### WHAT TO WORK ON
All records below are to be repeated precisely, with nothing added.

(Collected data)
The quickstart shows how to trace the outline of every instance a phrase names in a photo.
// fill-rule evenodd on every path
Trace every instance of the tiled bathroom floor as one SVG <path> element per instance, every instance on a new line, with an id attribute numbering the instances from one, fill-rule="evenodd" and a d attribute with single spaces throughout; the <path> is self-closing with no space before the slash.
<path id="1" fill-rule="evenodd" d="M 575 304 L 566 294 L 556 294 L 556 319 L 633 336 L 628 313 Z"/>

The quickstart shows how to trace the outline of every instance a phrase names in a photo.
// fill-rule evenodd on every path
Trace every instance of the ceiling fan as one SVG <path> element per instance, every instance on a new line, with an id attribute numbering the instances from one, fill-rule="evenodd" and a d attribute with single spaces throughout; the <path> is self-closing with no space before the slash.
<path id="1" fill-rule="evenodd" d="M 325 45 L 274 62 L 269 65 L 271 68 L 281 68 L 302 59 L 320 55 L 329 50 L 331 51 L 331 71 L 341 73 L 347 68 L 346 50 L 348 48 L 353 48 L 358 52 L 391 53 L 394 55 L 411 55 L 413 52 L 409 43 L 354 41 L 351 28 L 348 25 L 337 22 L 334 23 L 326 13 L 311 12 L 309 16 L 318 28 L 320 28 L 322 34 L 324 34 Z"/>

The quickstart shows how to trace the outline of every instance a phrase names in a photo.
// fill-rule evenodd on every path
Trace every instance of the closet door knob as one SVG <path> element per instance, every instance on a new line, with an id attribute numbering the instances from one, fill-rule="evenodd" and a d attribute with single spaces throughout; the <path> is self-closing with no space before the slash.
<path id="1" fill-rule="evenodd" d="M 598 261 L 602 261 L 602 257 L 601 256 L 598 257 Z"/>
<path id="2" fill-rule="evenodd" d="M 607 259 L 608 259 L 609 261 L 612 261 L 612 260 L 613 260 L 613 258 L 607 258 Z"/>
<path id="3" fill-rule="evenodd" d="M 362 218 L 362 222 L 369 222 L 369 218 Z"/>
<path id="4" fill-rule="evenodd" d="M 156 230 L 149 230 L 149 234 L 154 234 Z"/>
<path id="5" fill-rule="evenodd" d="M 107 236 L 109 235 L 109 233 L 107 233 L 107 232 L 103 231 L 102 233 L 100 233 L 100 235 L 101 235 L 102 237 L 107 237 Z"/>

### ANSWER FOR THIS EXERCISE
The quickstart shows how to trace the outline of every instance a phrase names in a photo.
// fill-rule evenodd on every path
Trace every instance of the tiled bathroom floor as one SVG <path> element per instance, every instance on a new line, with an id attribute numbering the instances from one, fill-rule="evenodd" and a d attribute with single spaces throughout; the <path> is self-closing with no space before the slash.
<path id="1" fill-rule="evenodd" d="M 575 304 L 566 294 L 556 294 L 556 319 L 633 336 L 628 313 Z"/>

The quickstart shows how to trace the outline of every instance a phrase names in a photo.
// fill-rule evenodd on every path
Trace every instance of the ceiling fan as one SVG <path> element per instance, every instance on a new line, with an id attribute numbering the instances from one, fill-rule="evenodd" and a d attribute with single spaces throughout; the <path> is self-closing with no space before the slash.
<path id="1" fill-rule="evenodd" d="M 325 45 L 274 62 L 269 65 L 271 68 L 281 68 L 302 59 L 320 55 L 329 50 L 331 51 L 331 71 L 341 73 L 347 68 L 346 50 L 348 48 L 353 48 L 358 52 L 391 53 L 394 55 L 411 55 L 413 52 L 409 43 L 354 41 L 351 28 L 348 25 L 337 22 L 334 23 L 326 13 L 311 12 L 309 16 L 318 28 L 320 28 L 322 34 L 324 34 Z"/>

The quickstart shows how to trace the outline of every instance a phrase names in a photo.
// fill-rule evenodd on every path
Trace every instance of the closet door knob as one SVG <path> element per instance, every instance on a new line, with an id attribute numbering the instances from one, fill-rule="evenodd" and a d attribute with single spaces throughout; the <path> is self-closing with no space before the slash.
<path id="1" fill-rule="evenodd" d="M 598 261 L 602 261 L 602 257 L 601 256 L 598 257 Z"/>
<path id="2" fill-rule="evenodd" d="M 607 259 L 608 259 L 609 261 L 612 261 L 612 260 L 613 260 L 613 258 L 607 258 Z"/>
<path id="3" fill-rule="evenodd" d="M 362 218 L 362 222 L 369 222 L 369 218 Z"/>
<path id="4" fill-rule="evenodd" d="M 156 230 L 149 230 L 149 234 L 154 234 Z"/>
<path id="5" fill-rule="evenodd" d="M 107 236 L 109 235 L 109 233 L 107 233 L 107 232 L 103 231 L 102 233 L 100 233 L 100 235 L 101 235 L 102 237 L 107 237 Z"/>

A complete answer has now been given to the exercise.